:: Exercise aim ::
Reproduce the listing below line for line, keeping every character unchanged.

:: Records to use ::
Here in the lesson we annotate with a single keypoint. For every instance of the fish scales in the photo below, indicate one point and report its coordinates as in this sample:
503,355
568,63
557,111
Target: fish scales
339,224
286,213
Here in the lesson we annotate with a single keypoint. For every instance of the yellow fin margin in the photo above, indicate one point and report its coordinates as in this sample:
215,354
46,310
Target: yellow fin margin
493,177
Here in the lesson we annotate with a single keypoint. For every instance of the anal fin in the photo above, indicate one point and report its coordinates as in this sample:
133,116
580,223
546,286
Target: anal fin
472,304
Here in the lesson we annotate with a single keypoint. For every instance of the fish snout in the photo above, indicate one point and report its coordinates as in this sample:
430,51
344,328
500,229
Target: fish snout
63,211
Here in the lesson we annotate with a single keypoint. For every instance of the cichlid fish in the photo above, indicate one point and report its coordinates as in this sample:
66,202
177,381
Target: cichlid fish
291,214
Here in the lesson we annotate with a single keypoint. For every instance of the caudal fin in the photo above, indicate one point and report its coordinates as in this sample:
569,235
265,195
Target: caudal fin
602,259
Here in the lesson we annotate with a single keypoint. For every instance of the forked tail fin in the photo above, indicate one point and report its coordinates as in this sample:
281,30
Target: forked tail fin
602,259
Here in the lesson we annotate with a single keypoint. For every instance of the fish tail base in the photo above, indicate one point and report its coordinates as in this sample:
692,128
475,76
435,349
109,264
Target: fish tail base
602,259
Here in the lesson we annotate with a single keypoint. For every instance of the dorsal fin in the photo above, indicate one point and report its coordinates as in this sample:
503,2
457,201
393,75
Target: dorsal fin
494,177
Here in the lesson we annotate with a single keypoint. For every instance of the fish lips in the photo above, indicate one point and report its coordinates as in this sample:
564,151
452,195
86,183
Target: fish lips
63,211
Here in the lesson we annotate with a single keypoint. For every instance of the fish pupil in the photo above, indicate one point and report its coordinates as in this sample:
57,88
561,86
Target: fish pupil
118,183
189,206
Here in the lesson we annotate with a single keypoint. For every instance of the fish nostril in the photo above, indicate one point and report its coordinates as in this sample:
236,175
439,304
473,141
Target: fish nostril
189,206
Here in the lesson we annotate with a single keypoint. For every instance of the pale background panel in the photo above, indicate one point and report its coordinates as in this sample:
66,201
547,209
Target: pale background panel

:: Exercise solution ::
Here in the lesson we annotate with a single keypoint. For every instance of the fish scales in the photo below, indicate one point and report its coordinates as in this sample:
503,355
568,63
557,111
Target: fish scales
339,224
286,213
Here in the lesson we annotate with a single keypoint. For every instance of the yellow fin margin in the photo above, indicate one point and report its coordinates as in this sample:
215,354
46,310
Target: yellow fin margin
493,177
Here in the lesson we annotate with a single keypoint. For every instance of the anal fin in the photo above, indicate one point and report its coordinates as in this sample:
133,116
580,223
546,286
Target: anal fin
472,304
Here in the lesson we annotate with a single keypoint. For every instance of the fish snout in the photo above, indicate one point and report its coordinates as in this sample:
430,51
344,328
500,229
Target: fish snout
63,211
Here in the lesson we annotate with a single keypoint. For every instance of the cichlid fish in the photo above, indicate one point and report its coordinates as in this sample:
66,202
177,381
Target: cichlid fish
291,214
Here in the lesson we annotate with a single keypoint. For every instance of the caudal fin in the photo above, indicate one point and report its coordinates as in this sample:
569,235
265,195
Target: caudal fin
602,259
Here in the lesson we annotate with a single keypoint. For every instance of the forked tail fin in the photo above, indicate one point and report its coordinates as in this sample:
281,30
Target: forked tail fin
602,259
Here in the lesson we annotate with a single keypoint. For every instance of the fish tail base in the photo above, indicate one point and report its coordinates as in this sample:
692,128
475,76
435,349
109,264
Target: fish tail base
602,259
Here in the lesson we annotate with a single keypoint. For every instance of the dorsal fin in the photo above, indicate one point and report its coordinates as in this sample:
503,2
457,201
393,75
Target: dorsal fin
494,177
Here in the lesson we annotate with a single keypoint. For every instance of the fish lips in the photo above, indicate one point and report its coordinates as in this sample:
564,151
452,195
86,183
Target: fish lips
63,211
Here in the lesson we annotate with a single keypoint. For every instance of the fish pupil in the photo above, indicate one point and report its coordinates as in this sample:
57,88
561,86
Target: fish pupil
118,183
189,206
Here in the lesson we annotate with a single keypoint. For every instance of the fish nostril in the photo above, indicate one point and report its coordinates as in this sample:
236,175
439,304
473,141
Target: fish nostril
189,206
Here in the lesson we annotate with a single keypoint. For every instance of the pale background panel in the photo above, indicate one point and report its coordinates as in this sample:
66,201
547,209
Target: pale background panel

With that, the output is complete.